▸ **EXTRACTED TEXT**
○ ○ ○ ○ ○

There are a couple issues that jump out at me when I consider these house rules.

Issue 1: Some feats like Untrained Improvisation and Gnome Obsession are now useless or near that. Other feats based around getting expert skills seem less attractive. Problem? Or whatever?
Issue 2: PCs will reach Expert in a lore and possibly a couple skills at level 1. This is normally 2 for Rogues and 3 for everybody else. Would that be too much success early on?

Of the three house rules, I think the first is most possibly problematic but I do like that it makes Int attractive. Still I am likely to scratch that one. Anywho, any folks out there ever dabbled with any house rules similar to this? What was it like in play?

EDIT: I was also thinking of scrapping the Int house rule and adding a skill feat that lets you bump a skill from trained to expert or expert to master or even master to legendary. Each feat could be taken only once and would have some kind Int requirement. Hmm...


OK, I scrubbed House Rule 1 (the Int one) and I decided to go with these three General Feats:

Expert Skill: Requires 12+ Intelligence. You become Expert in a previously Trained skill. You also gain a Trained Skill Feat associated with that skill.

Masterful Skill: Requires 14+ Intelligence. You become Master in a previously Expert skill. You gain an Expert or Trained Skill Feat for this skill.

Legendary Skill: Requires 16+ Intelligence. You become Legendary in a previously Master skill. You gain an Master, Expert or Trained Skill Feat for this skill.

Each can be taken only once and they have progressively higher Intelligence requirements.

○ ○ ○ ○ ○

Stored items
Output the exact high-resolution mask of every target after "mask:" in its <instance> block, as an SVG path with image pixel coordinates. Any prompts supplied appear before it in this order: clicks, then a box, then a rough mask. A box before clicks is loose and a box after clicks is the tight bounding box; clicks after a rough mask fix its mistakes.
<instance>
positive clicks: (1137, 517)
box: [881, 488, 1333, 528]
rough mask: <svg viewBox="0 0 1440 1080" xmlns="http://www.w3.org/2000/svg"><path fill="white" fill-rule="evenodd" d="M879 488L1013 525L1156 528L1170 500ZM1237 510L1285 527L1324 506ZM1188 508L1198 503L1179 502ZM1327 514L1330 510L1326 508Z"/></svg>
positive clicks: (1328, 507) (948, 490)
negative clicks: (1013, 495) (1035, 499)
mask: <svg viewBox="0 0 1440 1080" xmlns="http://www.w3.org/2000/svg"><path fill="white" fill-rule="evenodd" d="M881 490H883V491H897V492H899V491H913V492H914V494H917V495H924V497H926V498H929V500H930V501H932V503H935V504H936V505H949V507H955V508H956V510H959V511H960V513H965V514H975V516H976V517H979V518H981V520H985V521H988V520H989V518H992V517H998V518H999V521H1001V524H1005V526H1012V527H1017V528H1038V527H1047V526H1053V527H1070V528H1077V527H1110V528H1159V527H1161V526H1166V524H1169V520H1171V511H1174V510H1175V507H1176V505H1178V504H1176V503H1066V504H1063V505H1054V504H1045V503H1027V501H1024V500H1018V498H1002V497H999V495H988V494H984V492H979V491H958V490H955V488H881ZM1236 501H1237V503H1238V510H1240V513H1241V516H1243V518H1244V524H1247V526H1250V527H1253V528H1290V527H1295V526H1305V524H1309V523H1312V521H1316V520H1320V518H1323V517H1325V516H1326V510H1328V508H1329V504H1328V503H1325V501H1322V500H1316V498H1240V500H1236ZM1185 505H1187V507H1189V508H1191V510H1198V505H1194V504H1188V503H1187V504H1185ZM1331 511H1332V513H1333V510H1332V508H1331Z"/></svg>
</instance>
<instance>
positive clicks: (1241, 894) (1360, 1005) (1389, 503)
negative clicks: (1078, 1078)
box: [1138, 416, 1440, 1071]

○ ○ ○ ○ ○

▸ **TASKS FOR THIS EXERCISE**
- A) Does the house-rules post support each statement? Answer yes or no for each and quote the deciding words. (i) The Expert Skill feat requires 12+ Intelligence. (ii) The Masterful Skill feat requires 16+ Intelligence. (iii) Each of the three General Feats can be taken more than once.
- B) In the house-rules post, which two feats are named as now useless or near that?
- C) Reproduce the stretch of the house-rules post from "OK, I scrubbed" through "higher Intelligence requirements.".
The data is separate material, not part of the house-rules post.

▸ **RESULTS FOR EACH TASK**
- A)
(i) Yes: "Expert Skill: Requires 12+ Intelligence."
(ii) No: "Masterful Skill: Requires 14+ Intelligence."
(iii) No: "Each can be taken only once and they have progressively higher Intelligence requirements."

- B) Untrained Improvisation and Gnome Obsession.

- C)
OK, I scrubbed House Rule 1 (the Int one) and I decided to go with these three General Feats:

Expert Skill: Requires 12+ Intelligence. You become Expert in a previously Trained skill. You also gain a Trained Skill Feat associated with that skill.

Masterful Skill: Requires 14+ Intelligence. You become Master in a previously Expert skill. You gain an Expert or Trained Skill Feat for this skill.

Legendary Skill: Requires 16+ Intelligence. You become Legendary in a previously Master skill. You gain an Master, Expert or Trained Skill Feat for this skill.

Each can be taken only once and they have progressively higher Intelligence requirements.